STATED TASK
Nothing but the lines from the one containing "foliage using the picture above." through the last line should be written out, please, exactly as they stand.

MATERIAL TO PROCESS
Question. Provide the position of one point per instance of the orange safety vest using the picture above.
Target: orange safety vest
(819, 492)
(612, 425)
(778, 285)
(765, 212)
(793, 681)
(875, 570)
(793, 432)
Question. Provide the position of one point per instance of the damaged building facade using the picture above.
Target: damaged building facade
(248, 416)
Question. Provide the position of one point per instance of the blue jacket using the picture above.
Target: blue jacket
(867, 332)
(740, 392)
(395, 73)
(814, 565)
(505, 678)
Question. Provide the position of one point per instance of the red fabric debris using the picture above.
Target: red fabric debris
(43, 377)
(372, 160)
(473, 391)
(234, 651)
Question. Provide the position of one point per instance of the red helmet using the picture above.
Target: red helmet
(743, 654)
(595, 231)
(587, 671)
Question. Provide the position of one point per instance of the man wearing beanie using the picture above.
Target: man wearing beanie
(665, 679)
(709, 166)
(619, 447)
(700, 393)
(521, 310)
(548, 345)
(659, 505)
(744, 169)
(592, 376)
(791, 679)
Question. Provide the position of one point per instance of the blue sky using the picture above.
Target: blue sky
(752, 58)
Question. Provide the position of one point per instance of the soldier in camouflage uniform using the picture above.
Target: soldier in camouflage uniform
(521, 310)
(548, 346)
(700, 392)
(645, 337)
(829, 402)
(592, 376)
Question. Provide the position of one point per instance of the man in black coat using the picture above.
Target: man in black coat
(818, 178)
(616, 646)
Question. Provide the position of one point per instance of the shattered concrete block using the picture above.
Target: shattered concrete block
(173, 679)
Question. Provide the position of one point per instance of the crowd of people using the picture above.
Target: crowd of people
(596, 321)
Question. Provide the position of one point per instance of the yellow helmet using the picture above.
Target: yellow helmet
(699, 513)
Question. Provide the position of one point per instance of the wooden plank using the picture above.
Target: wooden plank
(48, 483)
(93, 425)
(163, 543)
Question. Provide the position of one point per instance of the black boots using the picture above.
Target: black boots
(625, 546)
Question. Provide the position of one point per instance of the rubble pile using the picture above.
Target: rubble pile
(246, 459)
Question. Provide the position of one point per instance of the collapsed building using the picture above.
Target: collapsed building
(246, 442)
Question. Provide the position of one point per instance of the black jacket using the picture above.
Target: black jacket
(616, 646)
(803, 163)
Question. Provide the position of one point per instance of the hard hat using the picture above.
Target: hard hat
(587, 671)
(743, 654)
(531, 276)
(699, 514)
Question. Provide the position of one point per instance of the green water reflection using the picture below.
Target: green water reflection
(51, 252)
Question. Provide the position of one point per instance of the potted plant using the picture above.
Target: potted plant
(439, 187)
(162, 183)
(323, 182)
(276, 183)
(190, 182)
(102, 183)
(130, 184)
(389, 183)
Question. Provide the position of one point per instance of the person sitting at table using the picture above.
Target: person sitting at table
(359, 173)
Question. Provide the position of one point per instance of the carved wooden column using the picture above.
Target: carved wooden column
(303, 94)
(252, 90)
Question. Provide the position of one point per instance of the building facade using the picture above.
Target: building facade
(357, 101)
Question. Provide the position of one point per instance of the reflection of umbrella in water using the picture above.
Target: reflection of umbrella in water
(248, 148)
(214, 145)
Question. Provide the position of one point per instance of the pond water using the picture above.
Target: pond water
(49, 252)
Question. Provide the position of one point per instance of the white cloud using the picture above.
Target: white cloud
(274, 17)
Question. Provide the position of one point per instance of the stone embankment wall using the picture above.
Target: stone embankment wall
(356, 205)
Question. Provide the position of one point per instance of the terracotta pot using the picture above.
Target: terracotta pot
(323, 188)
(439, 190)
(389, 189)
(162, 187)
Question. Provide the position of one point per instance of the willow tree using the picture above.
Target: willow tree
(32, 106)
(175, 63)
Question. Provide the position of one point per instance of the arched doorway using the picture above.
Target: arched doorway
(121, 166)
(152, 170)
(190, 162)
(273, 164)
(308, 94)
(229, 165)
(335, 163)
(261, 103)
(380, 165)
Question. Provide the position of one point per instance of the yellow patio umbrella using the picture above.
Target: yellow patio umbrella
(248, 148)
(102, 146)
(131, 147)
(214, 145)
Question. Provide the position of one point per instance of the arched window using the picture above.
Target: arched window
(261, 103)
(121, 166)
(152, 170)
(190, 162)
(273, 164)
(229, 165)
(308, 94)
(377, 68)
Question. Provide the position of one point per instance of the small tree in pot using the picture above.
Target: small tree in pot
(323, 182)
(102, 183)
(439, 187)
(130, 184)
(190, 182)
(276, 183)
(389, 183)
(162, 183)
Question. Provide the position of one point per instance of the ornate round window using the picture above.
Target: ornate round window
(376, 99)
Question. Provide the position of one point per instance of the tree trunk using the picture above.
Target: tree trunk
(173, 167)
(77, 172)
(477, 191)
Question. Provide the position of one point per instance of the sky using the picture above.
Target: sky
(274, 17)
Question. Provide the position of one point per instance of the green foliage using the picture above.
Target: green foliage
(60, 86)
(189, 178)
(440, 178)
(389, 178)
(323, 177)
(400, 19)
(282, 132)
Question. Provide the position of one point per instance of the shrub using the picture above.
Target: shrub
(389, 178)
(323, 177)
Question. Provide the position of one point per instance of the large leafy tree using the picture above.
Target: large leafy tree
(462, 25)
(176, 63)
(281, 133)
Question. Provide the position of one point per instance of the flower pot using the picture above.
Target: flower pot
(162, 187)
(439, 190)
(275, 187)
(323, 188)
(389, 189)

OUTPUT
Question. Provide the position of one point per instance of the green foliage using the picture above.
Target: green foliage
(60, 86)
(189, 178)
(440, 178)
(389, 178)
(323, 177)
(400, 19)
(282, 132)
Question. Provide the position of one point per instance of the shrub using the picture above.
Target: shrub
(389, 178)
(323, 177)
Question. Provide the position of one point per instance of the large leafy tree using the picture above.
Target: large leafy tree
(462, 25)
(176, 63)
(281, 133)
Question. Provide the position of one point per instance of the flower pot using the picture above.
Target: flower pot
(162, 187)
(439, 190)
(275, 187)
(323, 188)
(389, 189)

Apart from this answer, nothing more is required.